Page:

Introduction to Data Science
New York University - Spring 2019
Class is held in 60FA 110, Wed 3:00-4:40pm
Office hours: CDS 618
Friday 10-11am: Lecturer, Iddo Drori
Wednesday 11-12pm: Section Leader, Andrea Wang
Monday 1-2pm: Grader, Sai Anirudh Kondaveeti
Thursday 11-12pm: Grader, Divyanch Khanna
Spring 2019 classes begin (Monday, January 28)
Lecture 1 (Wednesday, January 30): Introduction
Data collection, cleaning, storage, retrieval, learning, visualization.
Readings: CASI Epilogue, DSB Ch 1-3.
Science and data science, David M. Blei and Padhraic Smyth, PNAS 2017.
Lab 1: Tableau
Homework 1: in Tableau, due February 11.
Lecture 2 (Wednesday, February 6): Supervised learning, fitting
Readings: DSB Ch 4-5.
Optional: CASI Ch 8.
Lab 2: Python, NumPy, Sklearn.
Lecture 3 (Wednesday, February 13): Unsupervised learning, clustering, dimensionality reduction
Readings: DSB Ch 6.
Lab 3: In-class Kaggle competition
Homework 2: due March 6.
Presidents' day, no classes scheduled (Monday, February 18)
Lecture 4 (Wednesday, February 20): Performance measures, ROC curve
Readings: DSB Ch 7-9.
Lab 4: Sklearn confusion matrix, ROC
Lecture 5 (Wednesday, February 27): SGD, Feature extraction and selection, random forests, gradient boosting
Readings: CASI Ch 16.
Lab 5: Sklearn SGD, feature extraction and selection
Lecture 6 (Wednesday, March 6): Neural Networks, text mining, sequence models
Readings: DSB Ch 10.
Optional: CASI Ch 18.

Data section:
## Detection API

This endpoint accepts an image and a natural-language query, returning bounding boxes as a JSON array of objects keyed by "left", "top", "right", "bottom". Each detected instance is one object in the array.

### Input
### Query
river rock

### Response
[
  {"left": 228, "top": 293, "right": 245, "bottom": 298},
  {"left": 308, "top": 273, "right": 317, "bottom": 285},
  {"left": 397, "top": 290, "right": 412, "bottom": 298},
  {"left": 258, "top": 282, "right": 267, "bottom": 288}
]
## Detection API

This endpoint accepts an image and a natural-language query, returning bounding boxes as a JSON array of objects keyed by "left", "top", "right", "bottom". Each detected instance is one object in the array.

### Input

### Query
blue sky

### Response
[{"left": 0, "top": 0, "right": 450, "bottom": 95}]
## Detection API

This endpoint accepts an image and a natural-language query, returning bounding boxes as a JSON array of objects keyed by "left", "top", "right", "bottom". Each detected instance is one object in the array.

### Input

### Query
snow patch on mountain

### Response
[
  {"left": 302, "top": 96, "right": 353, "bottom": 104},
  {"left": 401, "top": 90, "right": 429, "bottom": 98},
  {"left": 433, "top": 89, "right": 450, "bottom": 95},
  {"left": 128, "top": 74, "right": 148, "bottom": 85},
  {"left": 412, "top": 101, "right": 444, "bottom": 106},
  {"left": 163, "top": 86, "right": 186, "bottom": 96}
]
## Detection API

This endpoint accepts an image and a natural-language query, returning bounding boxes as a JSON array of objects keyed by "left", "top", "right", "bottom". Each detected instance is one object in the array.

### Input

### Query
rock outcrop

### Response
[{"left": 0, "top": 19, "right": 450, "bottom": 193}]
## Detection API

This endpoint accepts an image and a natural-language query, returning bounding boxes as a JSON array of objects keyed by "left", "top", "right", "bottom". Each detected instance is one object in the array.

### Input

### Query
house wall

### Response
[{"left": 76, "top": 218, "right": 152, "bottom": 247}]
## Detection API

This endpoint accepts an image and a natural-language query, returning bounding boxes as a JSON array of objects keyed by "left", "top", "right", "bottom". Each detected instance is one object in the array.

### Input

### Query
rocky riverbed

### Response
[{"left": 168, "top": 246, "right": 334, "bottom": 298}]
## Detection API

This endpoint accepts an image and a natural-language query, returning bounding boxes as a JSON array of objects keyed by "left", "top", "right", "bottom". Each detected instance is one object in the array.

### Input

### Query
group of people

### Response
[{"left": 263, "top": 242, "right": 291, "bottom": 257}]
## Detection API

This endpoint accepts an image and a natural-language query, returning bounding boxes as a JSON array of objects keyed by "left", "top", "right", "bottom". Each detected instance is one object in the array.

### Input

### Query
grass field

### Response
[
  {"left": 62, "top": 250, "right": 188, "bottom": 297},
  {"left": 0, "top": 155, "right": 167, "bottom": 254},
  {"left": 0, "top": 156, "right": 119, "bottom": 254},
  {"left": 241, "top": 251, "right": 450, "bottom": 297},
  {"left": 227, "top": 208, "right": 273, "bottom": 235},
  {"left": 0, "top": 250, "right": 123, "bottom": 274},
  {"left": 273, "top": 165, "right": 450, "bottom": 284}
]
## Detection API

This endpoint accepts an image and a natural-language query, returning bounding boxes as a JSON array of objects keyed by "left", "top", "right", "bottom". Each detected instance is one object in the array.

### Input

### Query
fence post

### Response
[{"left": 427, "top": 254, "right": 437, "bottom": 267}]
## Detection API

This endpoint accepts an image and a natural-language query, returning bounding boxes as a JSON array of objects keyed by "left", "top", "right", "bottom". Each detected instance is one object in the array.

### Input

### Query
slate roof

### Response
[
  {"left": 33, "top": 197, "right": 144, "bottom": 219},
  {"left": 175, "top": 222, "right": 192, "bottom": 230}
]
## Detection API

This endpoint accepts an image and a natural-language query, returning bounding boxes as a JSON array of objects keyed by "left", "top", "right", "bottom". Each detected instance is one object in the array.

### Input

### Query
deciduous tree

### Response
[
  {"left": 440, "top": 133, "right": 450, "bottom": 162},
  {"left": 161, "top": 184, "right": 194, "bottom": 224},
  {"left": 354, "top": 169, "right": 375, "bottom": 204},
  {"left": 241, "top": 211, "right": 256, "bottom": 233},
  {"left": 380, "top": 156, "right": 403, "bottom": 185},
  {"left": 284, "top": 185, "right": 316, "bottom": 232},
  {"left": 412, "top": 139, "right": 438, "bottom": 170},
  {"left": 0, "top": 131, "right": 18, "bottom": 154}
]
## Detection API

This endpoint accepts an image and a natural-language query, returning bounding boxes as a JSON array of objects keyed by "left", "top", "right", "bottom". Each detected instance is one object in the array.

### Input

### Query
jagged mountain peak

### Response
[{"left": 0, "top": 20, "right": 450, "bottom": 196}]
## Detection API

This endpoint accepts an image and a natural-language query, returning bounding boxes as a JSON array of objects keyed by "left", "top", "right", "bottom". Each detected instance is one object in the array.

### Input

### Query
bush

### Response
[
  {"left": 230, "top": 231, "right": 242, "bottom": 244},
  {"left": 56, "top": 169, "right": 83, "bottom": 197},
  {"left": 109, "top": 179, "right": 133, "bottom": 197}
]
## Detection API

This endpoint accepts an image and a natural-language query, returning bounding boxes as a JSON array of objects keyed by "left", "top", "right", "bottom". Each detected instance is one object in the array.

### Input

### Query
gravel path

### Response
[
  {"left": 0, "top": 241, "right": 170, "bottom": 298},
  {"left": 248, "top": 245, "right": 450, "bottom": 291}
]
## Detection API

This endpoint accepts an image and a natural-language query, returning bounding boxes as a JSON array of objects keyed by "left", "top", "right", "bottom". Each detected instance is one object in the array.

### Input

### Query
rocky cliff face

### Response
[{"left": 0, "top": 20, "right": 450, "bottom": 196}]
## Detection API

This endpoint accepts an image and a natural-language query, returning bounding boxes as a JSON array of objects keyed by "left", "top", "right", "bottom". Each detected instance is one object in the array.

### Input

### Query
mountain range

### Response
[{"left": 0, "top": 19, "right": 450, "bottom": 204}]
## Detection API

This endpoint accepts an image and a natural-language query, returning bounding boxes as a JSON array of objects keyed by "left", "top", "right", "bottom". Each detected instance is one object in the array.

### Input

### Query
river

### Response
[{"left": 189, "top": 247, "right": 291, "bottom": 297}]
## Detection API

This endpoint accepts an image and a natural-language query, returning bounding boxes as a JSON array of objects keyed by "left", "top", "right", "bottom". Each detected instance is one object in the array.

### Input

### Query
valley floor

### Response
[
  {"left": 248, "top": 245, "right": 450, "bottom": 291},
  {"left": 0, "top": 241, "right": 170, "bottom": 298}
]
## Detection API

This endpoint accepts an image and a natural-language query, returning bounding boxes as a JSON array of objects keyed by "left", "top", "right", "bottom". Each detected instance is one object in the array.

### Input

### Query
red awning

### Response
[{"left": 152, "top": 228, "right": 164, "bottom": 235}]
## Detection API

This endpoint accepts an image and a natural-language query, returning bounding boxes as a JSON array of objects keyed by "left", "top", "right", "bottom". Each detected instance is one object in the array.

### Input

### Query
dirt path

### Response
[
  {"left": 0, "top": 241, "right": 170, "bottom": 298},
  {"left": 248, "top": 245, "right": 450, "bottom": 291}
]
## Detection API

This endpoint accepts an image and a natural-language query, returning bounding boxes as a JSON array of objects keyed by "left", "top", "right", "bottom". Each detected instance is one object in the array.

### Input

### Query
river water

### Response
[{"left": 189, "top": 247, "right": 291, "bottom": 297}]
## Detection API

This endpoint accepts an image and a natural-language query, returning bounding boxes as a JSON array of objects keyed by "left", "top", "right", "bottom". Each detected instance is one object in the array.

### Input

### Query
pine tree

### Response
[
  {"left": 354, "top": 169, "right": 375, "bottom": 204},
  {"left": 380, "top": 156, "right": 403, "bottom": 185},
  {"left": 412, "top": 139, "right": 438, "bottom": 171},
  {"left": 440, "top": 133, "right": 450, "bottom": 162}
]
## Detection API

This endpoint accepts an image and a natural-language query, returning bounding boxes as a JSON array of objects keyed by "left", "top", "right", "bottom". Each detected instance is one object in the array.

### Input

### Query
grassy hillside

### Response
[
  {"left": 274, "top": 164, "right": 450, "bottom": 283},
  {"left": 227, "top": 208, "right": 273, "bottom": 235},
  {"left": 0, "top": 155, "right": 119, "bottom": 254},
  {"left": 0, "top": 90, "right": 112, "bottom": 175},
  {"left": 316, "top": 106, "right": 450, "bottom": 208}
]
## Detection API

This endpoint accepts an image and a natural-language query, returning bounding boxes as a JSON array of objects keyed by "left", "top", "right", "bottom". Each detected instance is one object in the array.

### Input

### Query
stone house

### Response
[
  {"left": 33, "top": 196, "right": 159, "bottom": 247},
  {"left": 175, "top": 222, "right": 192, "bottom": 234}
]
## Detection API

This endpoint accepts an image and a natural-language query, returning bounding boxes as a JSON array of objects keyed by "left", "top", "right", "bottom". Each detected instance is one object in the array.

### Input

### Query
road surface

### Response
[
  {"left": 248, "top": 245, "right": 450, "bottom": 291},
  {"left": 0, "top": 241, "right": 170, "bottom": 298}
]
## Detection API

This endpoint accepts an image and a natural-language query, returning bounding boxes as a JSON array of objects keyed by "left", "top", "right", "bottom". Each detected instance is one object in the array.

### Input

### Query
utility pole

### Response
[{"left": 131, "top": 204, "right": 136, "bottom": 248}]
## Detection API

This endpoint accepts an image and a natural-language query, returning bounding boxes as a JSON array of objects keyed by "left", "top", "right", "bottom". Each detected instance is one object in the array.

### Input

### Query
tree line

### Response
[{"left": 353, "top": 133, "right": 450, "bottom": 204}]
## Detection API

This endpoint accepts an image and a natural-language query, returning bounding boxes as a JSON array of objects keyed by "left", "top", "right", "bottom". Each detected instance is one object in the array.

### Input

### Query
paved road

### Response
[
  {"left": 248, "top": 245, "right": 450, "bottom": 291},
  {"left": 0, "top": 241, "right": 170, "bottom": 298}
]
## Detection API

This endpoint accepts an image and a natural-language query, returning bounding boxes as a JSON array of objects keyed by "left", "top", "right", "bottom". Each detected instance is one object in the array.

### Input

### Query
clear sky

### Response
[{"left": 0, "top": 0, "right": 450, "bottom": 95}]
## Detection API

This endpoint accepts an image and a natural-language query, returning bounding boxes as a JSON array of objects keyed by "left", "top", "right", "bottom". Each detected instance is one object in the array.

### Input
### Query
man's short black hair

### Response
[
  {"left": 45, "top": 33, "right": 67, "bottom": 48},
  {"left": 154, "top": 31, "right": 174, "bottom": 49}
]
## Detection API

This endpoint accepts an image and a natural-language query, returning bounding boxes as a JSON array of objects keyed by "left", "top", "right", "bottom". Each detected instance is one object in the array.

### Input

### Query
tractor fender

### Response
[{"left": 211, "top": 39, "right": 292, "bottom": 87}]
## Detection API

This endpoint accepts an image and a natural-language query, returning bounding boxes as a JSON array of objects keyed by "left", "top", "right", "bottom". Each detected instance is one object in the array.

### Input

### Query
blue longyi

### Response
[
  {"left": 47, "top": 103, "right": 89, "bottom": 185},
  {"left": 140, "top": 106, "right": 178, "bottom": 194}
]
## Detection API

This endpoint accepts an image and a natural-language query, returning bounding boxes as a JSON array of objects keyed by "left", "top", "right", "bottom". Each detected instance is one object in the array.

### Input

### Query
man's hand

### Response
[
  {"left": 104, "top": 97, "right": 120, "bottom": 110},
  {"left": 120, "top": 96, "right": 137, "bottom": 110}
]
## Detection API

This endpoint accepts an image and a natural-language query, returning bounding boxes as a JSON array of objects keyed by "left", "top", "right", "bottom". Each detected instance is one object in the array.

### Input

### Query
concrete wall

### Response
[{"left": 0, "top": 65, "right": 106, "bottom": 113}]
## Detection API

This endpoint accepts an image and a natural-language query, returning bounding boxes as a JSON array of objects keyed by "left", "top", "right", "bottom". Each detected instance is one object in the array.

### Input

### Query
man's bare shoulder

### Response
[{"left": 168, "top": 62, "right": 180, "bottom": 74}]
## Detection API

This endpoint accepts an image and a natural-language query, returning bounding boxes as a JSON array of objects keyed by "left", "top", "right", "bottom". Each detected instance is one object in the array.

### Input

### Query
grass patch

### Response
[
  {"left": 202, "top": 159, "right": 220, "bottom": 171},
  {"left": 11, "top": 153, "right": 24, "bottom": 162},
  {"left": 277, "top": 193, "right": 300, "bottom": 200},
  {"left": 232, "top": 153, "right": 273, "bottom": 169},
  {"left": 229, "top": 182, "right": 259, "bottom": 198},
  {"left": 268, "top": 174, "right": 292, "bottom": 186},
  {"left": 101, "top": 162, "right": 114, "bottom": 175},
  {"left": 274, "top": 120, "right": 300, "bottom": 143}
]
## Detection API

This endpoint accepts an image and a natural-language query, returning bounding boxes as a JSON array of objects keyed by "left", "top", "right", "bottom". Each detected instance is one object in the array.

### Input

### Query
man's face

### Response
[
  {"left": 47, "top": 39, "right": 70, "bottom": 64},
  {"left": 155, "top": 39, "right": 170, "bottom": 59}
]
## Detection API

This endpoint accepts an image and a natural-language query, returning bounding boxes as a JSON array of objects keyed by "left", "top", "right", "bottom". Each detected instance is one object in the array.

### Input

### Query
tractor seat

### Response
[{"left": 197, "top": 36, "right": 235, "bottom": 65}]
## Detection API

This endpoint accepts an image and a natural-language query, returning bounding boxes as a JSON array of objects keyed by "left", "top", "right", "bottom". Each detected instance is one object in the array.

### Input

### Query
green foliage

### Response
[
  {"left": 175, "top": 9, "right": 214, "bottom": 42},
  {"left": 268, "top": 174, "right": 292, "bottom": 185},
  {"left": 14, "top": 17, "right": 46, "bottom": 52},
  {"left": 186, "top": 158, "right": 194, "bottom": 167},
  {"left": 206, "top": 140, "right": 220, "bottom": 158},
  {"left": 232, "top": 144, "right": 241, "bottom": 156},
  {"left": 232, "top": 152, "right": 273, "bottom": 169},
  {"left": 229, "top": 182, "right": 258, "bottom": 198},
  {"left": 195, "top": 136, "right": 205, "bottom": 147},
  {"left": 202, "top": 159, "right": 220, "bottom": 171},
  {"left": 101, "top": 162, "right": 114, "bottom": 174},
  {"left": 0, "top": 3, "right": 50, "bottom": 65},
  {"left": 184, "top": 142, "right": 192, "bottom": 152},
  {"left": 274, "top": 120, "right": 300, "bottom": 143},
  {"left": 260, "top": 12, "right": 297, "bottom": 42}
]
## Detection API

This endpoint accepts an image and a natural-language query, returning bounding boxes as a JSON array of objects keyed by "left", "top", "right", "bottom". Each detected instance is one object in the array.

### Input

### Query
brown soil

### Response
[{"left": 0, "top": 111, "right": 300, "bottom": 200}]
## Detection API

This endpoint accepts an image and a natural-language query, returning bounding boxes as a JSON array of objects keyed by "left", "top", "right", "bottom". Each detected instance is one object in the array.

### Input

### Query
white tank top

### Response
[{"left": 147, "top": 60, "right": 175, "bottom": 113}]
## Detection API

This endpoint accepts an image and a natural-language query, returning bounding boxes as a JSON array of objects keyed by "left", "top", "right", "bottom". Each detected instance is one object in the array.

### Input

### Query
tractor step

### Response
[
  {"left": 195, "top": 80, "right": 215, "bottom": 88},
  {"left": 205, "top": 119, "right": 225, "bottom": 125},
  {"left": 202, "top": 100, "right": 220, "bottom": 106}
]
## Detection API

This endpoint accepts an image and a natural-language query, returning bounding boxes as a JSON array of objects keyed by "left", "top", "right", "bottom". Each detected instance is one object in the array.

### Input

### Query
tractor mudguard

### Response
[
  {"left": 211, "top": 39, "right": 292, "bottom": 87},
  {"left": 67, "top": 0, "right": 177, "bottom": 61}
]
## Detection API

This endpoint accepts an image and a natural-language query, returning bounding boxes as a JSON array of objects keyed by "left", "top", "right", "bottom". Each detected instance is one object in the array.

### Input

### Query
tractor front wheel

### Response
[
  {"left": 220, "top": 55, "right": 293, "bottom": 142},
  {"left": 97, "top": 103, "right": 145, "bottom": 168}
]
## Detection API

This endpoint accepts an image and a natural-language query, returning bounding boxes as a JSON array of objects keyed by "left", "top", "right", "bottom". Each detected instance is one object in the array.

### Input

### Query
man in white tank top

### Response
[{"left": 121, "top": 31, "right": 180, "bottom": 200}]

Work to do: Extend the Introduction to Data Science course schedule above past its final line, keeping its format of dated lectures, readings, labs, and homework.

In response:
Lab 6: Spelling correction, NLTK
Lecture 7 (Wednesday, March 13): Features, combining models, example midterm
Readings: DSB Ch 11-12.
Lab 7: Sklearn random forest, boosting
Spring recess (Monday, March 18 to Sunday, March 24)
Lecture 8 (Wednesday, March 27): Midterm in class
Lecture 9 (Wednesday, April 3): Data visualization
Readings: Visualizations that really work, Scott Berinato, HBR, 2016.
Optional: The visual display of quantitative information, Edward Tufte, 2001.
Lab 9: Tableau with Python
Lecture 10 (Wednesday, April 10): Automatic data science.
Lab 10: Autosklearn, TPOT
Lecture 11 (Wednesday, April 17): Bayesian and variational inference.
Readings: CASI Ch 3.
Optional: Variational inference: a review for statisticians, Blei et al., 2018.
Lab 11
Lecture 12 (Wednesday, April 24): Bias and fairness.
Lecture 13 (Wednesday, May 1): Recommender systems.
Lecture 14 (Wednesday, May 8): Quantum information science.
Last day of Spring 2019 classes (Monday, May 13)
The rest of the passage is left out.